* Task details
Please put every line of the records below into a numbered list, leaving out the blank lines.

:: Input ::

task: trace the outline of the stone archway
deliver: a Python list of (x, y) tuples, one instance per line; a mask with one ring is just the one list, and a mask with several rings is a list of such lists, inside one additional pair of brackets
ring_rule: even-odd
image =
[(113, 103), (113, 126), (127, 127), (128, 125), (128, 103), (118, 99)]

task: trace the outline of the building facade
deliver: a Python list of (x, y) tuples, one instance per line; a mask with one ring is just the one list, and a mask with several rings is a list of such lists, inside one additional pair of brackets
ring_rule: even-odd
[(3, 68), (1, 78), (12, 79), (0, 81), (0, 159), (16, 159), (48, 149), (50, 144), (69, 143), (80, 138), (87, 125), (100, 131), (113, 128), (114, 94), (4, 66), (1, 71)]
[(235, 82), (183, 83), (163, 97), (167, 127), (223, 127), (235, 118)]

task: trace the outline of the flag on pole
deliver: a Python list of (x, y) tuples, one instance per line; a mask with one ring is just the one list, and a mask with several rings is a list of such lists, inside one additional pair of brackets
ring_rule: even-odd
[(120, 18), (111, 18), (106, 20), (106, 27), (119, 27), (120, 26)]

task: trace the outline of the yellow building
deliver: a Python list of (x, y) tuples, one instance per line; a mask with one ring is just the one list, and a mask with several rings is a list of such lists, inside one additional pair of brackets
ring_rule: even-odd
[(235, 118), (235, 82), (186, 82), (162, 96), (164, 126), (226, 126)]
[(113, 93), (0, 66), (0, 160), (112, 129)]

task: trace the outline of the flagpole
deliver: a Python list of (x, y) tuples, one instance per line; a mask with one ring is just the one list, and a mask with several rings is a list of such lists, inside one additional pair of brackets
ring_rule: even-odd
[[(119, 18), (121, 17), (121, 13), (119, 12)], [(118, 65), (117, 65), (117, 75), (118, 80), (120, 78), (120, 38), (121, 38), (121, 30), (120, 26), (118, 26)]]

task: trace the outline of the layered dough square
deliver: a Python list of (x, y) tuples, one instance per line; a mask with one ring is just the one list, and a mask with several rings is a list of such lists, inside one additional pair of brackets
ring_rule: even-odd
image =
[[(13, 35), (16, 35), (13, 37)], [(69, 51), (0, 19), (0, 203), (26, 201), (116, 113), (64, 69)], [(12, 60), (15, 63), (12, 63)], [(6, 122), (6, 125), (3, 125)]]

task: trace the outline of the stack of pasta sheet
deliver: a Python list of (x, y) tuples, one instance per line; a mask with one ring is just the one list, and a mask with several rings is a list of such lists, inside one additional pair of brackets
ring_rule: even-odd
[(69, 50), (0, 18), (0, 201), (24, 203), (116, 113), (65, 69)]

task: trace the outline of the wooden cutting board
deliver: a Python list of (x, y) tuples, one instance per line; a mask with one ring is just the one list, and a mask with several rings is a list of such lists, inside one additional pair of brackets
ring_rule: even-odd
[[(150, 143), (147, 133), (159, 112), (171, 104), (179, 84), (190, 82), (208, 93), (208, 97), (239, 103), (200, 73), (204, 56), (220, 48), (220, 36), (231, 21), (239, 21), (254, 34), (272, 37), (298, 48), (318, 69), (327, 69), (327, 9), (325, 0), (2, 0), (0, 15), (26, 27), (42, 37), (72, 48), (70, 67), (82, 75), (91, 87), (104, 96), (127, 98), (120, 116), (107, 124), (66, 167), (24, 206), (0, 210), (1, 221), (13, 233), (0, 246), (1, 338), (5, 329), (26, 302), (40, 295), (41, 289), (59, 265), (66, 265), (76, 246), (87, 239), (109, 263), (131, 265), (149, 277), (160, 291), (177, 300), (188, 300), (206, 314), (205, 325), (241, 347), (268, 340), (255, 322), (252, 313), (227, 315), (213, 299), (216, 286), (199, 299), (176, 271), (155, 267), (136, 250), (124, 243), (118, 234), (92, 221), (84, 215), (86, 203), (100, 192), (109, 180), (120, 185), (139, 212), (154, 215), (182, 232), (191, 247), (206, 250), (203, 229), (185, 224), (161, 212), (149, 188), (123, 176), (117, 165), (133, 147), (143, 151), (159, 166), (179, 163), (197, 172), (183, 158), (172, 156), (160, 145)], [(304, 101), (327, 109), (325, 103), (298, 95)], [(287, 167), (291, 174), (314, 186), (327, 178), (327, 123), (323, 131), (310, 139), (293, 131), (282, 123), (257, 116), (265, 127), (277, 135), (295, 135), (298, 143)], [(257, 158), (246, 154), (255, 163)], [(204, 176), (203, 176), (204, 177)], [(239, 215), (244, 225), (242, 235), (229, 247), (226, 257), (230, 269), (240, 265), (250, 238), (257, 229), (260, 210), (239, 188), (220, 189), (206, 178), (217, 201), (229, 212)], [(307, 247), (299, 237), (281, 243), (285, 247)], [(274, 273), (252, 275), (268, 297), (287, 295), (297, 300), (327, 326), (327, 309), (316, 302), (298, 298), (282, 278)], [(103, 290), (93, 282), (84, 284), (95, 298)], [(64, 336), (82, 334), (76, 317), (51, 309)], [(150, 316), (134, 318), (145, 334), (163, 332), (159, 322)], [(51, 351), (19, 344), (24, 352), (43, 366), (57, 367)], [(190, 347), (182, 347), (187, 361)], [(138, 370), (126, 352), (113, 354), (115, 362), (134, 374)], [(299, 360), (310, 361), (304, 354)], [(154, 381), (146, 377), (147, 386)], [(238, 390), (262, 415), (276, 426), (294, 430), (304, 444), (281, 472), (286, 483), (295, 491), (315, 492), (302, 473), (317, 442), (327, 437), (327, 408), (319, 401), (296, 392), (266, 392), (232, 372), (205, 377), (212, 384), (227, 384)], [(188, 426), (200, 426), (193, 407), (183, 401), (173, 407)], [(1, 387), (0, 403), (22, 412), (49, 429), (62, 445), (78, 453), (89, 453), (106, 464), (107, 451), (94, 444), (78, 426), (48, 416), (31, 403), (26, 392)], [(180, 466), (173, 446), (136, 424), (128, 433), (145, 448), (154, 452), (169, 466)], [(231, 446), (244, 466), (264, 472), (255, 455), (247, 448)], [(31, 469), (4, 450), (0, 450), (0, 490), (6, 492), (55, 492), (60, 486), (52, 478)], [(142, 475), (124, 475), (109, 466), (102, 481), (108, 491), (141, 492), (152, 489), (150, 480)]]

:::

* Exercise result
1. task: trace the outline of the stone archway
2. deliver: a Python list of (x, y) tuples, one instance per line; a mask with one ring is just the one list, and a mask with several rings is a list of such lists, inside one additional pair of brackets
3. ring_rule: even-odd
4. image =
5. [(113, 103), (113, 126), (127, 127), (128, 125), (128, 103), (118, 99)]
6. task: trace the outline of the building facade
7. deliver: a Python list of (x, y) tuples, one instance per line; a mask with one ring is just the one list, and a mask with several rings is a list of such lists, inside one additional pair of brackets
8. ring_rule: even-odd
9. [(3, 68), (1, 78), (12, 79), (0, 81), (0, 159), (16, 159), (48, 149), (50, 144), (69, 143), (80, 138), (87, 125), (100, 131), (113, 128), (114, 94), (4, 66), (1, 71)]
10. [(235, 82), (183, 83), (163, 97), (167, 127), (223, 127), (235, 118)]
11. task: trace the outline of the flag on pole
12. deliver: a Python list of (x, y) tuples, one instance per line; a mask with one ring is just the one list, and a mask with several rings is a list of such lists, inside one additional pair of brackets
13. ring_rule: even-odd
14. [(120, 18), (111, 18), (106, 20), (106, 27), (119, 27), (120, 26)]
15. task: trace the outline of the yellow building
16. deliver: a Python list of (x, y) tuples, one instance per line; a mask with one ring is just the one list, and a mask with several rings is a list of such lists, inside one additional pair of brackets
17. ring_rule: even-odd
18. [(235, 118), (235, 82), (186, 82), (162, 96), (164, 126), (226, 126)]
19. [(113, 93), (0, 66), (0, 160), (112, 129)]
20. task: trace the outline of the flagpole
21. deliver: a Python list of (x, y) tuples, one instance per line; a mask with one ring is just the one list, and a mask with several rings is a list of such lists, inside one additional pair of brackets
22. ring_rule: even-odd
23. [[(119, 18), (121, 17), (121, 13), (119, 12)], [(118, 65), (117, 65), (117, 75), (118, 80), (120, 78), (120, 38), (121, 38), (121, 30), (120, 26), (118, 26)]]
24. task: trace the outline of the layered dough square
25. deliver: a Python list of (x, y) tuples, one instance per line; a mask with one ring is just the one list, and a mask with several rings is a list of such lists, inside one additional pair of brackets
26. ring_rule: even-odd
27. image =
28. [[(13, 35), (16, 35), (13, 37)], [(69, 51), (0, 19), (0, 203), (26, 201), (116, 113), (64, 69)], [(12, 60), (15, 63), (12, 63)], [(6, 122), (6, 125), (3, 125)]]
29. task: trace the outline of the stack of pasta sheet
30. deliver: a Python list of (x, y) tuples, one instance per line; a mask with one ring is just the one list, and a mask with several rings is a list of such lists, inside one additional pair of brackets
31. ring_rule: even-odd
32. [(69, 50), (0, 18), (0, 201), (24, 203), (116, 113), (65, 69)]
33. task: trace the outline of the wooden cutting board
34. deliver: a Python list of (x, y) tuples, one instance per line; a mask with one ring is just the one list, and a mask with several rings is a list of such lists, inside one additional pair of brackets
35. ring_rule: even-odd
36. [[(150, 143), (147, 133), (159, 112), (171, 104), (179, 84), (190, 82), (208, 93), (208, 97), (239, 103), (200, 73), (204, 56), (220, 48), (220, 36), (231, 21), (239, 21), (254, 34), (272, 37), (298, 48), (318, 69), (327, 69), (327, 9), (325, 0), (2, 0), (0, 15), (26, 27), (42, 37), (72, 48), (70, 67), (82, 75), (91, 87), (104, 96), (127, 98), (120, 116), (107, 124), (66, 167), (24, 206), (0, 210), (1, 221), (13, 233), (0, 246), (1, 338), (5, 329), (26, 302), (40, 295), (41, 289), (59, 265), (66, 265), (76, 246), (87, 239), (109, 263), (131, 265), (149, 277), (160, 291), (177, 300), (188, 300), (206, 314), (205, 325), (241, 347), (268, 340), (255, 322), (252, 313), (227, 315), (213, 299), (216, 286), (199, 299), (176, 271), (155, 267), (136, 250), (124, 243), (118, 234), (92, 221), (84, 215), (86, 203), (100, 192), (109, 180), (120, 185), (139, 212), (154, 215), (182, 232), (191, 247), (206, 250), (203, 229), (185, 224), (161, 212), (149, 188), (123, 176), (117, 165), (133, 147), (143, 151), (159, 166), (179, 163), (197, 172), (183, 158), (172, 156), (160, 145)], [(304, 101), (327, 109), (325, 103), (298, 95)], [(287, 167), (291, 174), (314, 186), (327, 178), (327, 123), (323, 131), (310, 139), (293, 131), (282, 123), (257, 116), (265, 127), (277, 135), (295, 135), (298, 143)], [(257, 158), (246, 154), (255, 163)], [(204, 176), (203, 176), (204, 177)], [(239, 215), (244, 225), (242, 235), (229, 247), (226, 257), (230, 269), (240, 265), (250, 238), (257, 229), (260, 210), (239, 188), (220, 189), (206, 178), (217, 201), (229, 212)], [(307, 247), (299, 237), (281, 243), (285, 247)], [(274, 273), (252, 275), (268, 297), (287, 295), (297, 300), (327, 326), (327, 309), (316, 302), (298, 298), (282, 278)], [(103, 290), (93, 282), (84, 284), (95, 298)], [(64, 336), (82, 334), (76, 317), (51, 309)], [(150, 316), (134, 318), (145, 334), (163, 332), (159, 322)], [(51, 351), (19, 344), (24, 352), (43, 366), (57, 367)], [(190, 347), (182, 347), (187, 361)], [(138, 370), (126, 352), (113, 354), (115, 362), (134, 374)], [(299, 360), (310, 361), (304, 354)], [(154, 381), (146, 377), (147, 386)], [(238, 390), (262, 415), (276, 426), (294, 430), (304, 444), (281, 472), (286, 483), (295, 491), (315, 492), (302, 473), (317, 442), (327, 437), (327, 408), (319, 401), (296, 392), (266, 392), (232, 372), (205, 377), (212, 384), (227, 384)], [(188, 426), (200, 426), (193, 407), (183, 401), (173, 407)], [(1, 387), (0, 403), (22, 412), (49, 429), (62, 445), (78, 453), (89, 453), (106, 464), (107, 451), (94, 444), (78, 426), (48, 416), (31, 403), (26, 392)], [(180, 466), (173, 446), (136, 424), (128, 433), (145, 448), (154, 452), (169, 466)], [(231, 446), (244, 466), (264, 472), (255, 455), (247, 448)], [(31, 469), (4, 450), (0, 450), (0, 490), (6, 492), (55, 492), (60, 486), (52, 478)], [(142, 475), (124, 475), (109, 466), (102, 481), (108, 491), (141, 492), (152, 489), (150, 480)]]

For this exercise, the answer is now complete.